▶ Task requirements
Please output the entries that follow exactly, without a single image.
Information given Block Start
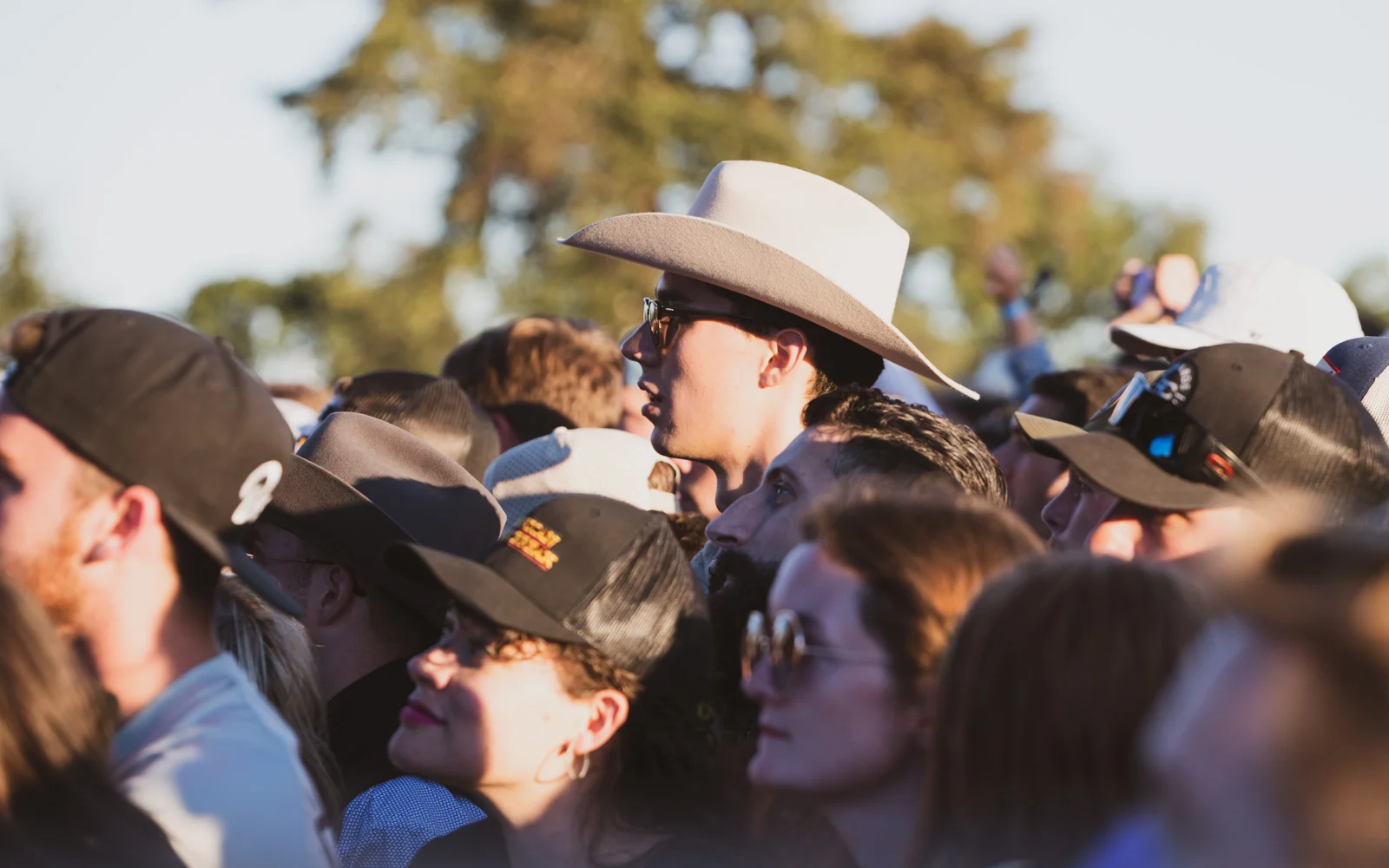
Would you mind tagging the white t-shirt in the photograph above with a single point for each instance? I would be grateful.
(219, 770)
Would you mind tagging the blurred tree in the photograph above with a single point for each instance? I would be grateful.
(21, 289)
(560, 113)
(349, 324)
(1368, 286)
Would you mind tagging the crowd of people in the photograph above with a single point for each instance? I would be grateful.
(736, 590)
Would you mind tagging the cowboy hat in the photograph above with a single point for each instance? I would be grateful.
(788, 238)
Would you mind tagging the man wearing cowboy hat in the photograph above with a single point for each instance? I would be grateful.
(778, 286)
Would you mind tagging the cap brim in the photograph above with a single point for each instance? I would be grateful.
(1041, 430)
(478, 588)
(1118, 467)
(1162, 338)
(234, 556)
(712, 252)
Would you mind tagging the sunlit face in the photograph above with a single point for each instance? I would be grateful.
(838, 726)
(1073, 514)
(479, 721)
(45, 531)
(1032, 478)
(1134, 532)
(766, 524)
(1213, 746)
(703, 393)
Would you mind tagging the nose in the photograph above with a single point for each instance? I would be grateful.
(757, 684)
(735, 527)
(1059, 511)
(1117, 535)
(641, 347)
(431, 668)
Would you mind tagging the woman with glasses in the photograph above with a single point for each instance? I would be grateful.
(844, 663)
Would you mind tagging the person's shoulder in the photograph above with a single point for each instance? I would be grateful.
(413, 803)
(477, 845)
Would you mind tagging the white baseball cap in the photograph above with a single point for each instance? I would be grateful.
(601, 462)
(1277, 303)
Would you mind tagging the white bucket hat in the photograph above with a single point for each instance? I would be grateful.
(601, 462)
(788, 238)
(1277, 303)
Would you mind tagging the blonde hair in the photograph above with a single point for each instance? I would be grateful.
(274, 652)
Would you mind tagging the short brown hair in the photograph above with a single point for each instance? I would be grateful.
(542, 372)
(923, 556)
(1081, 392)
(1043, 694)
(884, 435)
(838, 361)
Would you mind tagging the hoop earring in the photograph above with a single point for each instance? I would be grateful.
(583, 773)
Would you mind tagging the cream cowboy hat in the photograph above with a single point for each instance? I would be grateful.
(788, 238)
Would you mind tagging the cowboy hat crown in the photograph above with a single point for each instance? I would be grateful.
(788, 238)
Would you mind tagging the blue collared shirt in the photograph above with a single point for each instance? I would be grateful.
(386, 825)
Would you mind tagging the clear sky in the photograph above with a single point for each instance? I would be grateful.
(143, 141)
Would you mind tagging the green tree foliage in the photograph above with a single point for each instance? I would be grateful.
(566, 111)
(21, 289)
(1368, 286)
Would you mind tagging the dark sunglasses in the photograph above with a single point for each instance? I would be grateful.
(1146, 416)
(663, 317)
(785, 648)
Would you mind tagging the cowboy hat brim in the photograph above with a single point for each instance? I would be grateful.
(712, 252)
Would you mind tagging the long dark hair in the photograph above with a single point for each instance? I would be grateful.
(57, 805)
(1043, 692)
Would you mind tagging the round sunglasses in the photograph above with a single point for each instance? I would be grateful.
(663, 319)
(785, 648)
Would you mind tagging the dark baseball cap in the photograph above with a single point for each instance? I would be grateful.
(1180, 444)
(562, 576)
(155, 403)
(1360, 365)
(359, 483)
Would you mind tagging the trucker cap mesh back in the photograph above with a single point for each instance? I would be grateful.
(634, 610)
(1377, 402)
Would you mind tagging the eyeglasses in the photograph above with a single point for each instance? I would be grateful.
(261, 559)
(787, 648)
(1150, 417)
(662, 317)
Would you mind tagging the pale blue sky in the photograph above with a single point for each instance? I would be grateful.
(143, 139)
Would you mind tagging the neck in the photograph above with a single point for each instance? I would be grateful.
(344, 657)
(541, 825)
(879, 825)
(741, 471)
(142, 635)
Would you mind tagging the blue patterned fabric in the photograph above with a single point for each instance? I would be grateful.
(388, 824)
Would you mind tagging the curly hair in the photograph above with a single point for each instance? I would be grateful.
(542, 372)
(893, 437)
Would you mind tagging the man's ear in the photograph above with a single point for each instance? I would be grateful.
(132, 516)
(788, 353)
(608, 714)
(333, 595)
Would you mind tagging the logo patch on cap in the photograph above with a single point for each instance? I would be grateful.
(256, 492)
(1175, 385)
(535, 542)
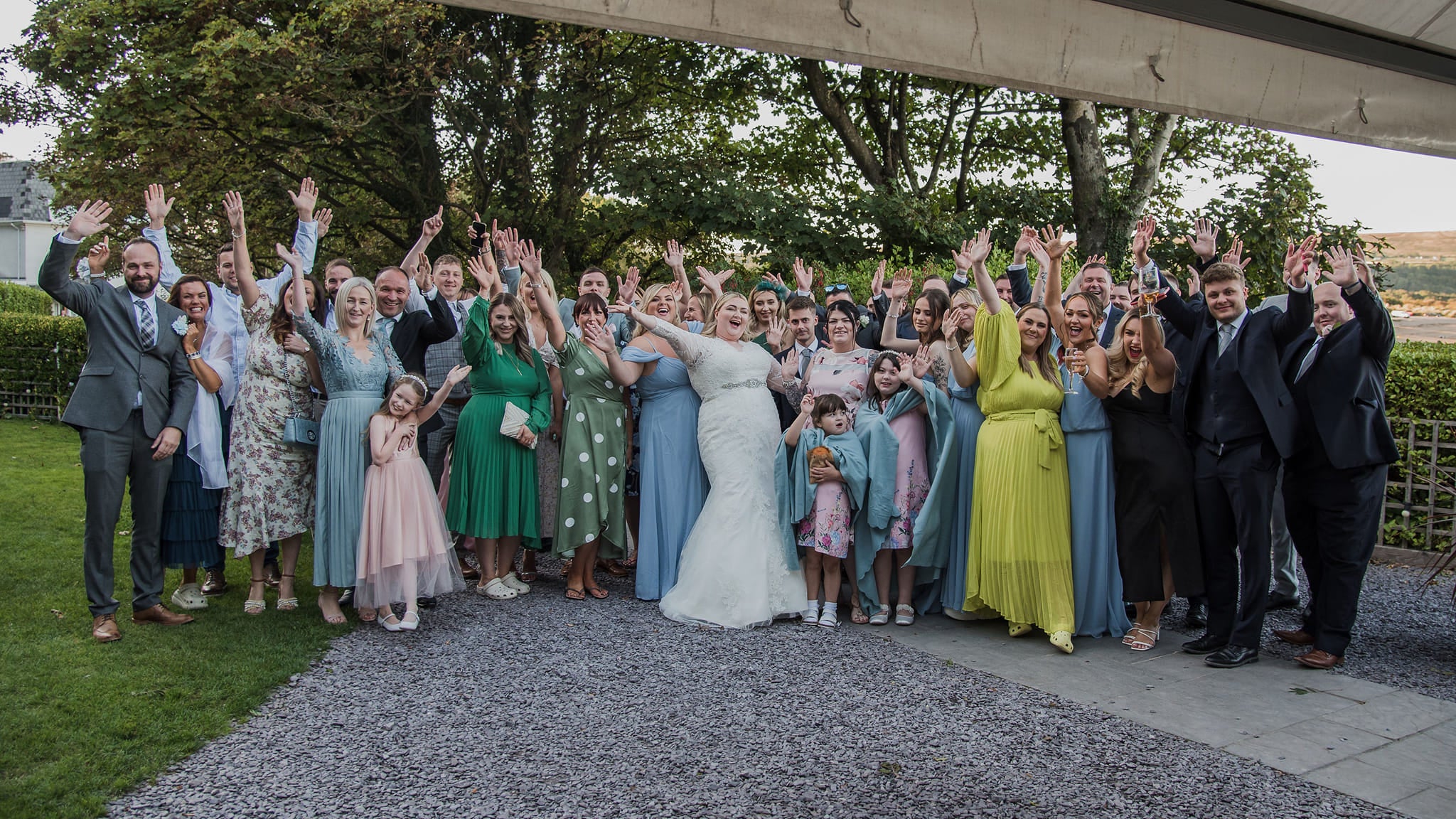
Information given Block End
▶ Problem solution
Would you mind tagging the white t-shirt in the photograph above with a single point for each instance? I would be grateful.
(219, 770)
Would you mind tagging the blurred tree in the photograph above with a single point for each instance? I would be grateful.
(21, 289)
(560, 113)
(349, 324)
(1368, 286)
Would you mind tagging the crowd of people in the photograph above with a single point for each instance? I would be grateful.
(736, 590)
Would you mind tagging the cowboy hat in the photograph above with a single point for each instance? I would be grateful.
(788, 238)
Would you mind tagging the man wearing cowboy hat in the photograph above with a single point for each instance? I would be grateful.
(778, 286)
Would you mind tagging the cap brim in the photograph above with a single point for each instance? I would be grateful.
(1041, 430)
(478, 588)
(1118, 467)
(1162, 338)
(234, 556)
(712, 252)
Would you mind tagging the sunlit face in the photograph above with a single point for each instance? I would be grateful.
(838, 726)
(1073, 514)
(479, 721)
(45, 531)
(1032, 478)
(1134, 532)
(766, 524)
(1213, 746)
(703, 393)
Would you mind tagging the nose in the photograph above with a single point for each instance? I would be grateful.
(757, 684)
(735, 527)
(1059, 511)
(1117, 535)
(641, 347)
(431, 668)
Would you mind tagging the woman with glasses in the photograph above with a single point for each instance? I would be grateful.
(844, 663)
Would you mind tagging the person's shoulder in the photograph above with a single point for each instance? I would be grateful.
(413, 803)
(477, 845)
Would you mind tagging the white baseball cap in the photograph above with a single point for each instance? I would be grateful.
(601, 462)
(1277, 303)
Would you mind tagging the white bucket hat in the photograph above with a single point for each instance? I would be grateful.
(601, 462)
(788, 238)
(1277, 303)
Would you mind tagging the blonde hair in the photograph above with a single point for each instance? I would be grateful.
(274, 652)
Would you mind tagging the short brown hair in the photograph above with a single point for each instance? I would be grateful.
(542, 372)
(923, 556)
(1081, 392)
(1043, 694)
(884, 435)
(838, 361)
Would you mind tagging the hoop earring in the photograph above with a single point for each instance? I would be grateful.
(583, 773)
Would you mind tagging the cream cowboy hat in the photograph above with a single point for each instance? I would be grateful.
(788, 238)
Would you mind tagging the cowboy hat crown in the photograph above with a single point for each instance? I would be grateful.
(788, 238)
Would you mind tagging the blue collared shirt in the photograph above with a single point for each instance? I would be grateful.
(386, 825)
Would you mind tagging the clear sky in the photograph above with a single point for each instance? I would be grateful.
(143, 141)
Would you mind tagging the green tree foliage in the photograph above with a single point for each instance? I would be grateful.
(566, 111)
(21, 289)
(1368, 286)
Would you mind tagging the dark sunglasses in the photograph above with a single point for each instance? I would be grateful.
(1146, 416)
(663, 317)
(785, 648)
Would you mind tagging the cowboy hat brim in the photograph above with a single point for each instance? I would be grateful.
(712, 252)
Would you mind tagging the long dark hair in the photograph above with a single point for each instance? I would be grateful.
(57, 805)
(1043, 692)
Would you mind tagging the round sunglasses in the photograph above with a single point for each instance? I would be grateful.
(663, 319)
(785, 648)
Would you mind tagging the dark baseball cap in the photograph above with a single point for each instance? I would be grateful.
(1180, 444)
(562, 576)
(155, 403)
(1360, 365)
(359, 483)
Would you mind tagging the trucker cap mesh back in the photograph above with a single point for each instance? I would be grateful.
(634, 610)
(1377, 402)
Would you mind tagging the eyeglasses in the photograph above with a single point for each instance? I would be grateful.
(261, 559)
(787, 648)
(1150, 417)
(662, 317)
Would you mind tagging the pale blue sky in the photograph above with a single point for each instance? I would be grateful.
(143, 139)
Would you mind tagging the neck in the photograph above with a single point for each instance? I would be grateful.
(344, 657)
(541, 825)
(879, 825)
(741, 471)
(142, 635)
Would you mind tagging the blue patterned fabric in the photograph above with a single point for each instance? I would be grateful.
(388, 824)
Would you mind tagging the curly hair in the photograph above with a single point for each instance? I would be grateful.
(542, 372)
(893, 437)
Would you mind tagging the man's ear in the photograph above with a single point for each instance? I would be grateful.
(132, 516)
(788, 353)
(608, 714)
(333, 595)
Would you mind tagging the logo patch on cap in the photograph above with a single point for each instance? I would be grateful.
(256, 492)
(1175, 385)
(535, 542)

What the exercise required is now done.